*** Block opens ***
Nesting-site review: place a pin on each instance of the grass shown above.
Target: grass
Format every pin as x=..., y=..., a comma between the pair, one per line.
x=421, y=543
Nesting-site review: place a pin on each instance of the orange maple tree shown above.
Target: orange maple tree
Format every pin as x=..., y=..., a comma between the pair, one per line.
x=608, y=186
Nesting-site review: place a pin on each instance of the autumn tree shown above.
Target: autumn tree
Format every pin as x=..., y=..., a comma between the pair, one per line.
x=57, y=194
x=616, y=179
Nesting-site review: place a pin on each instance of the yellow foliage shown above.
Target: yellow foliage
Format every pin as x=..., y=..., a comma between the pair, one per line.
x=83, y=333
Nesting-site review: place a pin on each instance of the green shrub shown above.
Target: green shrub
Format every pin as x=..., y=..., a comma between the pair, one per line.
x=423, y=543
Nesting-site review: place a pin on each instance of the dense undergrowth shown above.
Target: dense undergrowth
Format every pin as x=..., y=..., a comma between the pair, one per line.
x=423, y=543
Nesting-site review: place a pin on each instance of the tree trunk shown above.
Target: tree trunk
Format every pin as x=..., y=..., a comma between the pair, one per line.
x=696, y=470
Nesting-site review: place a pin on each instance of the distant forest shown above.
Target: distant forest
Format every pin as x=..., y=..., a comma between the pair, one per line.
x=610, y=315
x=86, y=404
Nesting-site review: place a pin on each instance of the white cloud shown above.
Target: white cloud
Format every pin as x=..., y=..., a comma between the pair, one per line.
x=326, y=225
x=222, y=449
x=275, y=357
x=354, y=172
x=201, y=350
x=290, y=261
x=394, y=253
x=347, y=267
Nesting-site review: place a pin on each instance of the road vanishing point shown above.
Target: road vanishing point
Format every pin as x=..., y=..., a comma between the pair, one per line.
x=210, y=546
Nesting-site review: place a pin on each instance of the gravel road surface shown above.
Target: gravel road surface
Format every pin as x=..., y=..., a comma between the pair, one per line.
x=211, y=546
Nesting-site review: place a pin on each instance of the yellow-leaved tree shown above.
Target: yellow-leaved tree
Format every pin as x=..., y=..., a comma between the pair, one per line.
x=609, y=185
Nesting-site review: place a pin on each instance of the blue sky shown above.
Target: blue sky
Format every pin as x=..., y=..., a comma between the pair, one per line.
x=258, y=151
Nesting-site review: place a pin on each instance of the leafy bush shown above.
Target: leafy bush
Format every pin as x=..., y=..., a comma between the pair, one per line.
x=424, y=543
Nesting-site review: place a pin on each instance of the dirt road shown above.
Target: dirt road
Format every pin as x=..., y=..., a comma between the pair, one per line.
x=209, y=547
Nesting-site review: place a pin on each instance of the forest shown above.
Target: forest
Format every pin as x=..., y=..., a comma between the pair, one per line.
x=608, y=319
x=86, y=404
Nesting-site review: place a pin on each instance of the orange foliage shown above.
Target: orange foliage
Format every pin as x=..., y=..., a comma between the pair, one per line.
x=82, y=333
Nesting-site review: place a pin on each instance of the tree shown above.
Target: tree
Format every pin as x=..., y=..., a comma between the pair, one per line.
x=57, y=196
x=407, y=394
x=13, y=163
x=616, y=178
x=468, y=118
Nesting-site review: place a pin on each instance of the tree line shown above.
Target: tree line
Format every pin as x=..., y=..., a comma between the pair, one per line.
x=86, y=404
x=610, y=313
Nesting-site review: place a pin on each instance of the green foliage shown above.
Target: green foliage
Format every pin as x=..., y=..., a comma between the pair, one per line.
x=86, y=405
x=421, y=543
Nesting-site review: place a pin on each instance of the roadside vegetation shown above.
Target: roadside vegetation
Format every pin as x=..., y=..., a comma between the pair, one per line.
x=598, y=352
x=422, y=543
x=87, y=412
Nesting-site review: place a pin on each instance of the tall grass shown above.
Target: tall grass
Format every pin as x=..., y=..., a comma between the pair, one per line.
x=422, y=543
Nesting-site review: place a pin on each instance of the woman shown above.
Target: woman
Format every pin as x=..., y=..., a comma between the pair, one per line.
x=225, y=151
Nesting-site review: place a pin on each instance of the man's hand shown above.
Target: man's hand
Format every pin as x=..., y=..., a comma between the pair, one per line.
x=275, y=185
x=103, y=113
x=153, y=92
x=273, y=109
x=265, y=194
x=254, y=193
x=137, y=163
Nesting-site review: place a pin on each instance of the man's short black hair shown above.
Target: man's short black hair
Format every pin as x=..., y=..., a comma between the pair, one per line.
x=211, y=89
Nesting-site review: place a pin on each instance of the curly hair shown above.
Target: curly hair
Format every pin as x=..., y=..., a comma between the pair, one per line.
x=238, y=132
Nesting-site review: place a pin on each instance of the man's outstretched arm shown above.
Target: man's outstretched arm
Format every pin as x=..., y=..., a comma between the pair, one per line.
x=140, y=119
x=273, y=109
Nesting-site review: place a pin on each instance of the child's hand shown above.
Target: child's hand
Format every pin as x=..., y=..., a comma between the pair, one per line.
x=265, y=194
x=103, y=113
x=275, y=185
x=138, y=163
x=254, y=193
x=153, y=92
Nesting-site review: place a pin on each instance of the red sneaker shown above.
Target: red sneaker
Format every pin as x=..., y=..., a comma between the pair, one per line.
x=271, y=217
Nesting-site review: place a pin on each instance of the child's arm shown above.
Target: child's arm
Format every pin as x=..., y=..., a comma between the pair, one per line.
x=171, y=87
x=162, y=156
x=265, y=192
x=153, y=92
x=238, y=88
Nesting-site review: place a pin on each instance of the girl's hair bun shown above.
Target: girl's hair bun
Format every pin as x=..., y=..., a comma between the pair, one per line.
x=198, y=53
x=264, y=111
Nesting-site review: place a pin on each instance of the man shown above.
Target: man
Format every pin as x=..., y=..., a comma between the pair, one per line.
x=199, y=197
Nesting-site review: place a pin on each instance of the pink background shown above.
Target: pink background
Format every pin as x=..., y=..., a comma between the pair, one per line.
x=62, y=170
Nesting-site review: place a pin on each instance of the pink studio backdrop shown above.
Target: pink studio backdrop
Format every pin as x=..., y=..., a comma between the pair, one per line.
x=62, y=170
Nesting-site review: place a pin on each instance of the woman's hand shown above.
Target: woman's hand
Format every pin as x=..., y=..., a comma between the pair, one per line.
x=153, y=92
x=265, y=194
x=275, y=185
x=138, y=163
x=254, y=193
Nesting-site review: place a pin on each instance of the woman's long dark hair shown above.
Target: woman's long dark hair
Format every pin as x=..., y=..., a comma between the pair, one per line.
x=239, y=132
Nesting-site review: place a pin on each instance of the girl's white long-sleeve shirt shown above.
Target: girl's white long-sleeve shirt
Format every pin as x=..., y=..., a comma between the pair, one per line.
*** Block closes ***
EXERCISE AIM:
The answer must be every line of the records that contains the word "hair".

ANSWER BELOW:
Nesting-site review: place a pin on each instance of the man's short black hair shown above.
Target: man's short black hair
Nesting-site review: place a pin on each instance of the curly hair shown above.
Target: curly hair
Nesting-site review: place a pin on each instance of the girl's hair bun shown above.
Target: girl's hair bun
Nesting-site review: place a pin on each instance of the woman's long dark hair shown above.
Target: woman's long dark hair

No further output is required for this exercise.